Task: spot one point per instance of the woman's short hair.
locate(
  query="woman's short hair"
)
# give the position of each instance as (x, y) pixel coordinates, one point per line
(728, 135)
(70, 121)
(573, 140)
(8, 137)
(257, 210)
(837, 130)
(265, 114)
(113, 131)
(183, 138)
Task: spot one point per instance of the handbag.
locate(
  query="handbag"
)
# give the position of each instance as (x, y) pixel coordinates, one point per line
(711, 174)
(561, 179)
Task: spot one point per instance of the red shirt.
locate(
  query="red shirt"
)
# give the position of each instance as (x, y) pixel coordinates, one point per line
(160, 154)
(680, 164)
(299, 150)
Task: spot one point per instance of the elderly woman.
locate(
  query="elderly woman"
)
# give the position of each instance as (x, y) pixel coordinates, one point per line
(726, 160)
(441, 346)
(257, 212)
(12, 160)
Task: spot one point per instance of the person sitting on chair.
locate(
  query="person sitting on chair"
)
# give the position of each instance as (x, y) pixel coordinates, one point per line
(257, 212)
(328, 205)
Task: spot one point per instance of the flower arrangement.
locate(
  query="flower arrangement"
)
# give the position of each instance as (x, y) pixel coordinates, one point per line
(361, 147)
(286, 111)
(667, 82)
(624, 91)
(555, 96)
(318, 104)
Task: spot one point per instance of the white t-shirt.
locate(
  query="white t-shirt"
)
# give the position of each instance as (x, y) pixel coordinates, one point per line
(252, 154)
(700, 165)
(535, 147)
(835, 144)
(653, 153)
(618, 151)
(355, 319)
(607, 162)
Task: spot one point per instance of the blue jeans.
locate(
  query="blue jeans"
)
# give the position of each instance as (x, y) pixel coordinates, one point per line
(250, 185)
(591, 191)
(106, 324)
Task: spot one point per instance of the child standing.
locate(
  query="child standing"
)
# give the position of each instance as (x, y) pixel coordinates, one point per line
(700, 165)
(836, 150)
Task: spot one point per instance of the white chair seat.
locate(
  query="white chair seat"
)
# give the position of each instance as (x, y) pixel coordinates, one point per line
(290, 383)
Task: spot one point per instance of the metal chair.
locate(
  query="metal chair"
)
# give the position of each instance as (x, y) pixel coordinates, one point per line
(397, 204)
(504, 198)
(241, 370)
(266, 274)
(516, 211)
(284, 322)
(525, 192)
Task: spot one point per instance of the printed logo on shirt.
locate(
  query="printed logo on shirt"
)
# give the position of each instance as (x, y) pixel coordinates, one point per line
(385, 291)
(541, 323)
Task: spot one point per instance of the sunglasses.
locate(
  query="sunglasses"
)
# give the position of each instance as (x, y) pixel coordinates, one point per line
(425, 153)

What to produce.
Reproduce every row above, substituting "image coordinates" for each occurrence of "pixel coordinates" and keeping all other text unchanged.

Result.
Task: spot one point per instance of the woman's short hair.
locate(
  query="woman's short hair"
)
# give the position of each instance as (x, y) image coordinates, one point per line
(728, 135)
(70, 121)
(573, 140)
(8, 137)
(257, 210)
(837, 130)
(265, 114)
(113, 131)
(183, 138)
Task: spot one point per instance of the handbag.
locate(
  query="handbag"
)
# give the position of each instance as (x, y) image coordinates, one point per line
(711, 174)
(561, 179)
Task: spot one point per instance of the red shirt.
locate(
  query="red shirt"
)
# give the position of each instance as (x, y) image coordinates, one point per line
(160, 154)
(680, 164)
(299, 150)
Task: spot one point per instance of the elderly woman.
locate(
  query="elderly woman"
)
# give the position of each instance as (x, y) image coordinates, one point per line
(726, 160)
(441, 346)
(257, 212)
(12, 160)
Task: spot one point per instance of the person sitting on chair.
locate(
  query="person sitting on chair"
)
# give the position of each instance as (x, y) image coordinates, one point per line
(257, 212)
(328, 205)
Task: spot one point per instance of the flower arrangement.
locate(
  query="flower arrangement"
)
# give the position of each instance as (x, y) image coordinates, one point per line
(361, 147)
(286, 111)
(667, 82)
(624, 91)
(555, 96)
(318, 104)
Task: spot one point per instance of the white t-shirt.
locate(
  query="white t-shirt"
)
# give the position of each instance as (x, y) image coordinates, one point per line
(252, 154)
(700, 165)
(535, 147)
(835, 144)
(653, 153)
(618, 151)
(355, 319)
(607, 162)
Task: spot one point per instance of the blue jeans.
locate(
  query="blue jeans"
)
# give the position of each instance as (x, y) image coordinates, one point per line
(250, 185)
(591, 191)
(106, 324)
Task: spot one point per instance of the child standing.
locate(
  query="child standing"
)
# give the position of each instance as (x, y) image coordinates, one point per line
(700, 165)
(836, 150)
Task: spot one point per instance of the white chair seat.
locate(
  query="white chair seat"
)
# give the position of each instance as (x, y) image coordinates, one point per line
(290, 383)
Task: spot one point per instance of the metal chair.
locate(
  query="metal chair"
)
# give the position of each instance as (x, y) image coordinates, one point per line
(397, 204)
(504, 198)
(241, 370)
(266, 274)
(516, 211)
(284, 322)
(525, 192)
Task: spot one point per instance of the printed logo on shirt.
locate(
  query="printed logo on shirt"
)
# give the position of each instance as (x, y) image coordinates, one point per line
(385, 291)
(541, 323)
Task: spot one point per instance of the sunglasses.
locate(
  query="sunglasses"
)
# give the position of each instance as (x, y) image coordinates, one point per line
(425, 153)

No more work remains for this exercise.